Description of the task: Except for the pictures, retype the records that follow exactly.

*** Supplied entries Section Begins ***

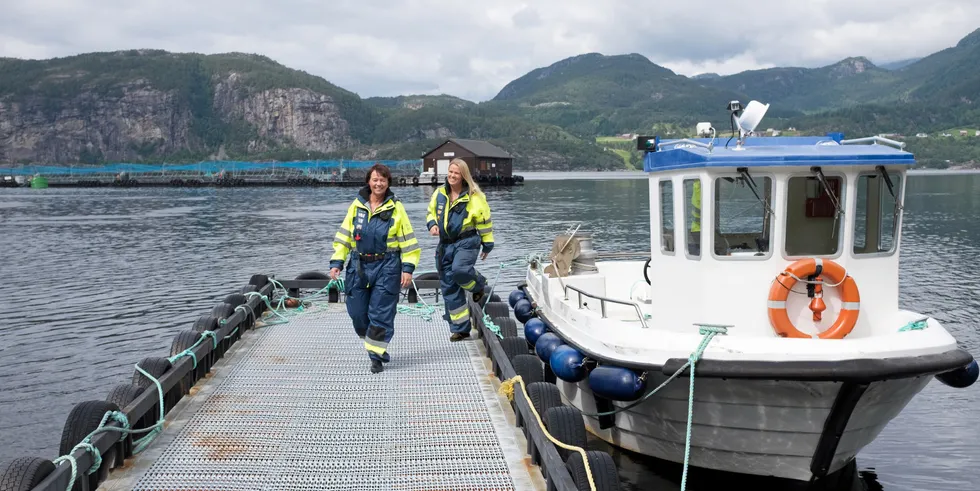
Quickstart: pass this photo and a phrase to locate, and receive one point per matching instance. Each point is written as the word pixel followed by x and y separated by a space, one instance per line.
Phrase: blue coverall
pixel 464 226
pixel 381 246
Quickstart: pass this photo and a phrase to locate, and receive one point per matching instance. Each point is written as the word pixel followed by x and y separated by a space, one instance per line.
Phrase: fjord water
pixel 97 279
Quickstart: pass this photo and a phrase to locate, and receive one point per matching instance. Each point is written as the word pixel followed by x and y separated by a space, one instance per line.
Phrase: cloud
pixel 472 49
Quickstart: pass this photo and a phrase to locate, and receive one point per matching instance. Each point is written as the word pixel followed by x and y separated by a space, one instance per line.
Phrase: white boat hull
pixel 759 427
pixel 763 405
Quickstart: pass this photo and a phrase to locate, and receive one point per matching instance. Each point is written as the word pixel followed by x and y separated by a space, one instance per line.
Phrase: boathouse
pixel 485 159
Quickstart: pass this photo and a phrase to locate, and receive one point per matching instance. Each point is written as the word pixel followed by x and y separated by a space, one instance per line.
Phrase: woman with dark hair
pixel 377 236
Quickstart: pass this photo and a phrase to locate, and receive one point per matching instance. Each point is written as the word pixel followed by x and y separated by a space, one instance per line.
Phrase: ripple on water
pixel 101 279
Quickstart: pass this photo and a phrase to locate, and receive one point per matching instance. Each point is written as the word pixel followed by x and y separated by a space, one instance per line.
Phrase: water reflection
pixel 98 279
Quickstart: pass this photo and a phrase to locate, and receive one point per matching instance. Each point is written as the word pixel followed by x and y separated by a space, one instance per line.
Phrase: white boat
pixel 787 225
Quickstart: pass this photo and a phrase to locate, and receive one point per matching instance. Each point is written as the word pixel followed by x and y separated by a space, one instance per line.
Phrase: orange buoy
pixel 836 275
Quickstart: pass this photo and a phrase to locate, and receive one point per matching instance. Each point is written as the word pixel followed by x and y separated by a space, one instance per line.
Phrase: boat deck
pixel 294 406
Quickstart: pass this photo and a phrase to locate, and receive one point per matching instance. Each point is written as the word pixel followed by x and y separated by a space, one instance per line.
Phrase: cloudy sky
pixel 471 49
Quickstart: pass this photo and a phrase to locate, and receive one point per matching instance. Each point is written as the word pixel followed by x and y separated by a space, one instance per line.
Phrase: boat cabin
pixel 726 220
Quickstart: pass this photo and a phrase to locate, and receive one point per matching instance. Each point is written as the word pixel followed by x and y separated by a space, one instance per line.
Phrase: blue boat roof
pixel 825 151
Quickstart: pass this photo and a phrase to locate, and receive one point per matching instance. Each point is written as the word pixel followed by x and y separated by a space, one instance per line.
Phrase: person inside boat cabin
pixel 460 216
pixel 377 237
pixel 694 237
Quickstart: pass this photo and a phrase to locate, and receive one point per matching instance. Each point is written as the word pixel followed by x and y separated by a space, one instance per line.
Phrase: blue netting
pixel 400 167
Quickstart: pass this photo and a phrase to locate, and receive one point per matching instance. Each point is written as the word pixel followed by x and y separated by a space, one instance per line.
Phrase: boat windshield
pixel 743 216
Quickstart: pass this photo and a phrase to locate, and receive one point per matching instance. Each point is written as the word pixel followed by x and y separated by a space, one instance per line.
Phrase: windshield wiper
pixel 891 188
pixel 838 211
pixel 744 172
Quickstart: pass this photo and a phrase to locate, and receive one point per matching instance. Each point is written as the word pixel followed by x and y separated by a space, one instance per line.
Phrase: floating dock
pixel 259 396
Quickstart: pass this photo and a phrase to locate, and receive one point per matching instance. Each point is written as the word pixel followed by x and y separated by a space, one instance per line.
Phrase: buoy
pixel 616 383
pixel 515 296
pixel 962 377
pixel 533 329
pixel 546 345
pixel 523 310
pixel 568 364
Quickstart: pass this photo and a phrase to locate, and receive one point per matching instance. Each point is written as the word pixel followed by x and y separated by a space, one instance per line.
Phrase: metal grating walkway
pixel 295 407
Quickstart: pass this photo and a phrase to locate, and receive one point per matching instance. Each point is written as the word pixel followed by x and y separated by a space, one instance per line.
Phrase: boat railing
pixel 874 140
pixel 602 303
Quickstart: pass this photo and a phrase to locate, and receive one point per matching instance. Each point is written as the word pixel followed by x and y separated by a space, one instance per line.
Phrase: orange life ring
pixel 835 275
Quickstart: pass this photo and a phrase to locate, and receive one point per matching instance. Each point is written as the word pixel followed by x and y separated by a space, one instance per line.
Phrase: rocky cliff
pixel 74 111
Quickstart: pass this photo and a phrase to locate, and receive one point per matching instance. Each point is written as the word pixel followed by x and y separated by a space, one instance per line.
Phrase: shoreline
pixel 616 175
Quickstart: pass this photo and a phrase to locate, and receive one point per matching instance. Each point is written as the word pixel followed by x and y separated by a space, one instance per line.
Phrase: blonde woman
pixel 460 216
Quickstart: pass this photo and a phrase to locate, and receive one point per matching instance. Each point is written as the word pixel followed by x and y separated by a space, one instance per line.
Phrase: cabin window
pixel 814 215
pixel 667 216
pixel 692 216
pixel 743 216
pixel 876 213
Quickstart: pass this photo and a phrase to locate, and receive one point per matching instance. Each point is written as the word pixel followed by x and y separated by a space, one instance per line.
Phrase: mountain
pixel 898 65
pixel 593 94
pixel 414 102
pixel 948 76
pixel 152 105
pixel 850 81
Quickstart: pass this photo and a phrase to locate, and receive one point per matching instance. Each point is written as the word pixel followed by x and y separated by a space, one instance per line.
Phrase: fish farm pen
pixel 270 389
pixel 310 173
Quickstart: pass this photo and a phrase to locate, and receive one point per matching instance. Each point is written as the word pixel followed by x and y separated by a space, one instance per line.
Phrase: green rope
pixel 138 445
pixel 916 325
pixel 494 328
pixel 709 332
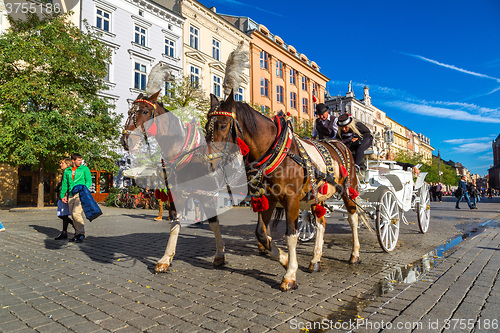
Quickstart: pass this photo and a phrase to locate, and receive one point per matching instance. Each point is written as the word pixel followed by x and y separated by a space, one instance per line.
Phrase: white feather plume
pixel 236 63
pixel 158 75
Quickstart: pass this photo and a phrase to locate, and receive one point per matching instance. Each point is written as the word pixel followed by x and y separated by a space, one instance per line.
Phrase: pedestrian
pixel 62 207
pixel 325 126
pixel 474 193
pixel 356 136
pixel 78 174
pixel 439 191
pixel 462 193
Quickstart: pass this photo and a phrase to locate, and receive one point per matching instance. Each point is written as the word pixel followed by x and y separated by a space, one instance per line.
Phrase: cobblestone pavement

*** Supplied entries Section Ends ***

Answer space:
Quickstart: pass this photo and a phrase to locate, and receive one point per matching instance. Each point is written as the word pixel followed by x and y separated by a space, one instance per line.
Phrase: blue coverall
pixel 464 226
pixel 381 246
Quickstart: pass this photo and a phrase to locate, and receive one point per matching instance. Each point is written as the word pixel followed by x and y separated by a space, one instance per line.
Phrase: fjord water
pixel 97 279
Quickstart: pass this photo and a phrase to locate, and receive one point per matching instance. Each point is written as the word pixel followed by x and y separated by a space, one instance per line.
Phrase: cloud
pixel 472 49
Quickstart: pass this photo and a phrase to locate, and receive one point per matching instance. Each point is written as the word pixel followed by x and y separated by a space, one instance per line.
Phrase: white boat hull
pixel 759 427
pixel 763 405
Quickstart: pass this photo and a phrase to locate, and receive one point per matching instance. Each point is written as the word pixel followed by x and y separated by a space, one instance per line.
Phrase: boathouse
pixel 485 159
Quickstart: pass this photo and a phrase to locate, and receive one point per matching instance. Each point is written as the word pixel followed by x and y separated by a space, one instance per line.
Phrase: woman with dark hair
pixel 377 236
Quickstart: pass this photo and a phrase to locate, and receive one point per matching instance. Each point is written as the word pixel followed by x and y separated by a space, one instance per line.
Phrase: ripple on water
pixel 101 279
Quickstart: pass this photo and a phrase to locate, and receive one point per matching instance. Each point is written as the word pixel followed by x and y separated by a space, one instance per line.
Phrase: water reflection
pixel 98 279
Quickstart: pass this photo and a phrase to locate, and receive one point per matching instance. Each point is written as the word pixel followed by x and y separated by a space, one instance per line.
Phrase: white boat
pixel 787 225
Quickstart: pass this photo and a phrase to locate, and receive one point per matching instance. Each point is written as the word pixel followed by x and y separated by a space, one instance per line.
Phrase: orange buoy
pixel 836 275
Quickstart: pass this photo and a phrase to locate, and receive one point per matching instance. Each point is written as the word pixel followed by x and y separated by a space, one instance per line.
Phrase: boat deck
pixel 294 406
Quickstart: pass this photo and a phrase to locate, and receive one point per matching instance. Each point is written as the word pixel followed by x and y separated by a space, one instance per line.
Phrase: cloudy sky
pixel 471 49
Quickstart: pass this photo and a phrase to locate, and receive one point per matching instance. Each point is written as the word pixel followed by x and y separated by a space, one instance per line.
Phrase: boat cabin
pixel 726 220
Quickstart: pass this photo and a phrase to locate, and receive one point per matching instance. Each point is written as the word pixel followed by x and y separated by a space, one instance per line.
Phrase: blue boat roof
pixel 825 151
Quickstart: pass this photo and a phrase to locate, and receive one point per matching instance. Each point is written as the word pixel followed by x and y separated by a space, one instance per line.
Phrase: person inside boat cabin
pixel 460 216
pixel 377 237
pixel 694 237
Quickstart: pass this photo and a phrase to locate, and receive one point per matching instance. Each point is written as the word pixel followed by x and y separated by a space, one instance per line.
Phrase: blue netting
pixel 400 167
Quickstart: pass this photo and a phrase to locate, and receive one point per matching instance. Each point is written as the word pixel followed by x and y separated by a space, one instance per line.
Phrase: boat windshield
pixel 743 216
Quickstart: pass this photo and a phrase to locate, and receive one point per matching instance. Each point is written as the word pixel followed by x and y separated by a space, one instance per line.
Phrase: windshield wiper
pixel 891 188
pixel 838 211
pixel 744 172
Quickstart: pass this photo and a phrase to locate, and receive one point per matching instance. Each point is written as the word pixel followed by x and y separated by a space, one instance per line.
Phrase: floating dock
pixel 259 396
Quickstart: pass this photo and a phrase to locate, and receive one point per matching instance. Each point is written as the word pixel followed by x and y separated by a space, one instance per line.
Phrase: buoy
pixel 616 383
pixel 515 296
pixel 962 377
pixel 533 329
pixel 546 345
pixel 523 310
pixel 568 364
Quickstart: pass this photo and a phrase to locate, and receive one point per matching instance. Each point is written as the word pixel followed by x and y separated by a space, one instance per line.
Phrase: metal grating walkway
pixel 295 407
Quickstart: pass this photo and a phrase to locate, and receive one point per matching instance. Each point is written as the word pixel followed by x and y separated by a space, one instance per line.
Phrase: boat railing
pixel 874 140
pixel 602 303
Quickstart: pass this photo and a phrase to locate, and receive one point per matching instance. Each point is written as the word pixel followed by x and y separated by a space, one instance per line.
Phrase: orange life ring
pixel 835 275
Quickstart: pass this photo and a phrase to locate, and receive one point per matching instance. Each point is written as the word pixel followed by x and y separated by a space, one instance per line.
Phrase: rocky cliff
pixel 74 111
Quickstart: pass this photo and a phrase to locate, and receive one point per matching instance. Each point is written as the word pixel followed by x and y separated by a space, one instance per line.
Phrase: shoreline
pixel 616 175
Quickstart: pass this photo and a phrase to locate, and receive one point per matching instance. Each point is written as the word pixel followed by x and y separated by a space, one instance per line.
Phrase: blonde woman
pixel 460 216
Quickstart: pass this photo and a phrase to locate, and receive one point per matching instance. Each point is written as the word pixel followed by x and y separated by a space, one instance per line.
Phrase: cabin window
pixel 814 215
pixel 667 216
pixel 692 216
pixel 743 216
pixel 876 213
Quickstart: pass this photo and a phrase to locate, and receive one point per matching instance. Each point is written as the word pixel followed by x and y separated by a space, one instance per line.
Phrase: mountain
pixel 898 65
pixel 593 94
pixel 414 102
pixel 948 76
pixel 152 105
pixel 850 81
Quickstart: pass this photo and a phrase to locate, and receive one point per matching instance. Each point is written as the word pixel followed by x and y separated by a space, one instance per line.
Phrase: fish farm pen
pixel 270 389
pixel 310 173
Quickstart: pass this photo and a phrase to locate, and receive one point per matching instance. Each point is written as the word pixel followed by x and y separated by a space, one instance per line.
Phrase: green rope
pixel 138 445
pixel 916 325
pixel 494 328
pixel 709 332
Quickstart: pass this photo and a phrase to locate, and receive one point per matching instance. Each point is written as the word pixel followed by x and y separated by a space, one instance per line.
Phrase: white feather plume
pixel 236 63
pixel 158 75
Quickstart: pass this photo and a phrase to locate, and receive one point per matching instance. Each point is written as the word pixel followed by x and y separated by a space, one instance per line.
Phrase: pedestrian
pixel 62 207
pixel 325 126
pixel 474 193
pixel 356 136
pixel 78 174
pixel 439 191
pixel 462 193
Quickstart: pass this photo and a phrase to locate, and receive one point per matching instance. Each point is written as the word pixel followed by x and y separated by a space, one instance per line.
Phrase: cobblestone pavement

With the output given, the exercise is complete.